>> Start Extract
# Flounder help?



## sureicanfish (Sep 30, 2007)

One of the wife and I's favorite fish to eat but I can count on 4 fingers how many I've ever caught. Usually I forget all about them by the time one stumbles onto my line. I fish out my kayak, don't use live bait, and would like to try some places around Milton. Does anyone have pointers for targeting them, or at least happening upon them more often? Are any of the small bayous any good, Mulat, Indian, or any around Bagdad? Thanks


----------



## servo765 (May 25, 2013)

subscribed. I spent a month targeting them exclusively and caught two fish until I stumbled upon the run.


----------



## sureicanfish (Sep 30, 2007)

Lol, I wasn't even aware of a run. Gigging is fun, but I don't think it's going to happen from the yak, I'm busting to know how to catch them on rod and reel.


----------



## wrightackle (Oct 29, 2007)

By no means an expert on flounder but have caught quite a few as a bycatch while speck and red fishing. Usually while bouncing a grub [any kind of soft plastic, fin-s are particularly good]. Have heard that beetle spins in the larger sizes [1/8 or 1/4] are good in the area you are fishing. I guess the added flash of the spinner ahead of the grub gets their attention. Buy some gold and silver sidewinder spoons if you don't have any already. The 1/5 and 1/3 are the sizes to get. They will catch anything. On sandy or muddy bottom just let the settle on the bottom and just lift the rod tip and let them flutter back down. A lot of flounder pros just tip a jig head with strip bait and drag it on the bottom. Hope this helped a little.


----------



## reelthrill (Oct 3, 2007)

Use a 5/8 - 3/4 oz jig and a middle finger sized strip of mullet. Fish around bridge pilings, structure, etc... Just barely shake the jig along the bottom. Do not work it in fast like you would for spanish or trout. Mono line will keep the jig on the bottom better than braid. Garcon Pt. bridge is a great place to start this time of year.


----------



## sureicanfish (Sep 30, 2007)

Dang that's a heavier jig head than I would have ever thought to try, but I'll pick some up! Garcon is right down the road from me so that's good news. You think conditions are better on either end or near the channel? If I recall it's 25-30 feet around the channel?


----------



## stauty trout (Jul 19, 2012)

carolina rig with a bull minnow... or gulp shrimp on a jig head... work them slow around poles/pilings....

The beetle spin or a jighead with a "redfish king" spinner work very well when they come inshore on the "run"... cast it out on a shallow flat and retrieve it pretty quickly... 

One thing a lot of people underestimate about flounder is their aggressiveness... they will come off the bottom very quickly in pursuit of bait... 

Hope this helps :thumbsup:


----------
>> End Extract
>> Start Records provided
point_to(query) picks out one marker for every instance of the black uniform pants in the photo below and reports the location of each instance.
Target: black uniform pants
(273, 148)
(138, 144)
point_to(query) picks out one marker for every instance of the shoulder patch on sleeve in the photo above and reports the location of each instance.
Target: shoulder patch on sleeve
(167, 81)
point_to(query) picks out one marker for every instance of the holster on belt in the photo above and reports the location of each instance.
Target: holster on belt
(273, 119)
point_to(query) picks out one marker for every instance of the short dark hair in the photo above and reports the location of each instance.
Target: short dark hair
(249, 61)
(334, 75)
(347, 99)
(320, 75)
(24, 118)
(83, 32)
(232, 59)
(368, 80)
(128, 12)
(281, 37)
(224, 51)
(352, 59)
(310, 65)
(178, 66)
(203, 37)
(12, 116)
>> End Records provided
> **Prompt**
In the flounder thread, what reason does the reply that suggests a 5/8 to 3/4 oz jig with mullet give for choosing mono line over braid?

> **Expected answer**
Mono line keeps the jig on the bottom better than braid does. That reply also says to barely shake the jig along the bottom rather than working it in fast.